*TASK*. Pull out every line of the data below that contains the string "background". Case counts, so only lines with that same capitalization qualify.

Records

------

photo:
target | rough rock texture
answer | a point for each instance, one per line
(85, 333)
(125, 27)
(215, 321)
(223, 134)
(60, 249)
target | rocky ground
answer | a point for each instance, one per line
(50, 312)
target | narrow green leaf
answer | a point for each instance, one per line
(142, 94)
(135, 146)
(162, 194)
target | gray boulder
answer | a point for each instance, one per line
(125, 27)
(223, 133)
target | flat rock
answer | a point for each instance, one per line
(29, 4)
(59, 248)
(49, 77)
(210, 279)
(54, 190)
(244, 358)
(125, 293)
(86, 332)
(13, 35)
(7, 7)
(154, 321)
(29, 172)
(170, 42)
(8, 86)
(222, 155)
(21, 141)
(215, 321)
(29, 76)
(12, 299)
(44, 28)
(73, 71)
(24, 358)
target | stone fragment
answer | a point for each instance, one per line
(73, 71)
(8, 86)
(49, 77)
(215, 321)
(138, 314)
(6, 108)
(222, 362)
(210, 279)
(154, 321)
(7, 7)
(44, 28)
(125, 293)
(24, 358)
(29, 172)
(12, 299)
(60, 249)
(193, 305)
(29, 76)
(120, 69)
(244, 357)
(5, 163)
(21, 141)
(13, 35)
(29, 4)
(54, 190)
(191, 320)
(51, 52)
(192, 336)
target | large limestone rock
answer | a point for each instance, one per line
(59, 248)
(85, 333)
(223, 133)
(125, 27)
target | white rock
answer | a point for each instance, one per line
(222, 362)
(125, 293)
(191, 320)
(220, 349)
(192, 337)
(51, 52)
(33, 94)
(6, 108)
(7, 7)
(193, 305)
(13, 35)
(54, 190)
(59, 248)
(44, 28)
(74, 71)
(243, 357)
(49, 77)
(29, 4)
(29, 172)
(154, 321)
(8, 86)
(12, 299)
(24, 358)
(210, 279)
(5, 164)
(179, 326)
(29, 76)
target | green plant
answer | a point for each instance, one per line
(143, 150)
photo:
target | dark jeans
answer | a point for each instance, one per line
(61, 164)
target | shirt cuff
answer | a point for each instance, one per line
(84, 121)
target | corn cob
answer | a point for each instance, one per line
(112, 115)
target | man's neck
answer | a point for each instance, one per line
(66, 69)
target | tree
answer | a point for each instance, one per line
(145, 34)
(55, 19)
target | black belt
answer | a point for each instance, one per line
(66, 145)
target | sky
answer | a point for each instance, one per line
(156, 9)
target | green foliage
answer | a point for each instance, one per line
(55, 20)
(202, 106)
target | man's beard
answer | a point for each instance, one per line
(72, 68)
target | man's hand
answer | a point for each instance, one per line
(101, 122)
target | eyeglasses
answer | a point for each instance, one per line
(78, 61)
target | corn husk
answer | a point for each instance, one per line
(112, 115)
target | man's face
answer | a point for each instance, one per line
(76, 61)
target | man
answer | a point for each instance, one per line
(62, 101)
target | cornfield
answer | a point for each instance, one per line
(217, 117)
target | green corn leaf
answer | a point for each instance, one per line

------

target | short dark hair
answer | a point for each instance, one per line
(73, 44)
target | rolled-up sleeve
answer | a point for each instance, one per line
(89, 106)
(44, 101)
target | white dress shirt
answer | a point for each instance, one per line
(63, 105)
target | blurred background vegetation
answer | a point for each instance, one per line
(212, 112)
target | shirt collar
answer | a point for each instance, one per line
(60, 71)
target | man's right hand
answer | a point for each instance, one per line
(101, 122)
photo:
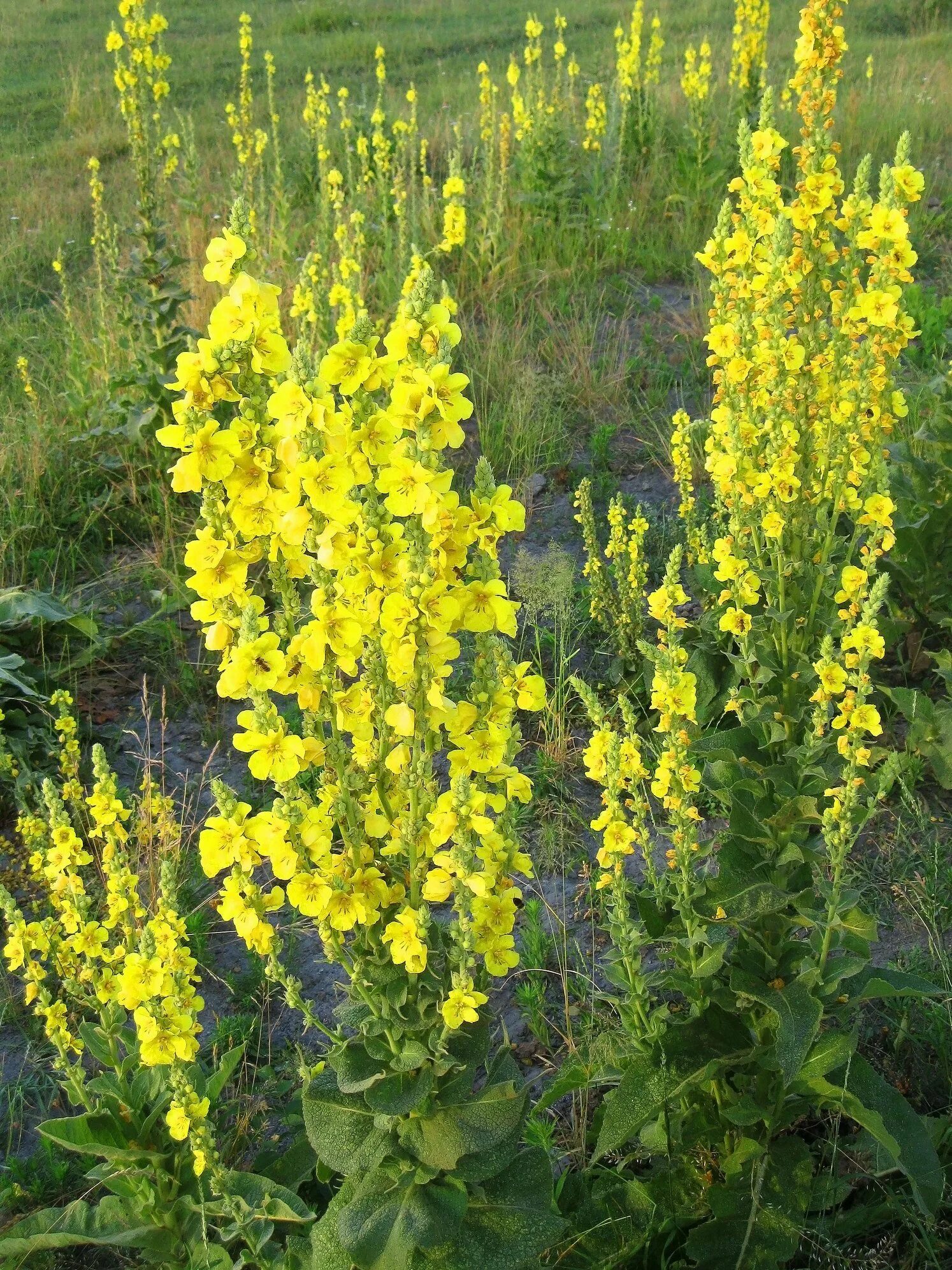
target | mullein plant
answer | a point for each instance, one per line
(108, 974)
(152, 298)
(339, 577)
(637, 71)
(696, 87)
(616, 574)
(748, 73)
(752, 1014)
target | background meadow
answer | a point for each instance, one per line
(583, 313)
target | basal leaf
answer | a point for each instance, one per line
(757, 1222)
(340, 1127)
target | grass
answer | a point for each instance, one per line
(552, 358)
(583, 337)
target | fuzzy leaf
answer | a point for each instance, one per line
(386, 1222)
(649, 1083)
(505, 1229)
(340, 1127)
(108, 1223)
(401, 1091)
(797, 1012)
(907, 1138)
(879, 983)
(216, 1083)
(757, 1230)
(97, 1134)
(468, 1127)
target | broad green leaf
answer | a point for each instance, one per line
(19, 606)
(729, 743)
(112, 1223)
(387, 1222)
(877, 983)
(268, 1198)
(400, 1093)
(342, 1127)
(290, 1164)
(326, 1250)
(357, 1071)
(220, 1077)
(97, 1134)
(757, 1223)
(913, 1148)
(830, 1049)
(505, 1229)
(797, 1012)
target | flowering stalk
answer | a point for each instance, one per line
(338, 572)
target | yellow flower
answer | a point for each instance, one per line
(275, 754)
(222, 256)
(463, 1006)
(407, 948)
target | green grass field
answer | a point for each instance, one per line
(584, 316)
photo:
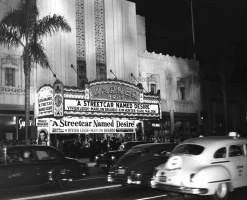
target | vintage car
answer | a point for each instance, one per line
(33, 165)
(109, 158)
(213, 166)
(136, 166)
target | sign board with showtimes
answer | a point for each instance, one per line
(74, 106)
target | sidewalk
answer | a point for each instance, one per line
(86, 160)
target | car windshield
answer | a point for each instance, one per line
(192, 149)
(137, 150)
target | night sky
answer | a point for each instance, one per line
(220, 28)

------

*ANSWER TO THE TASK*.
target | blurred background vegetation
target | background meadow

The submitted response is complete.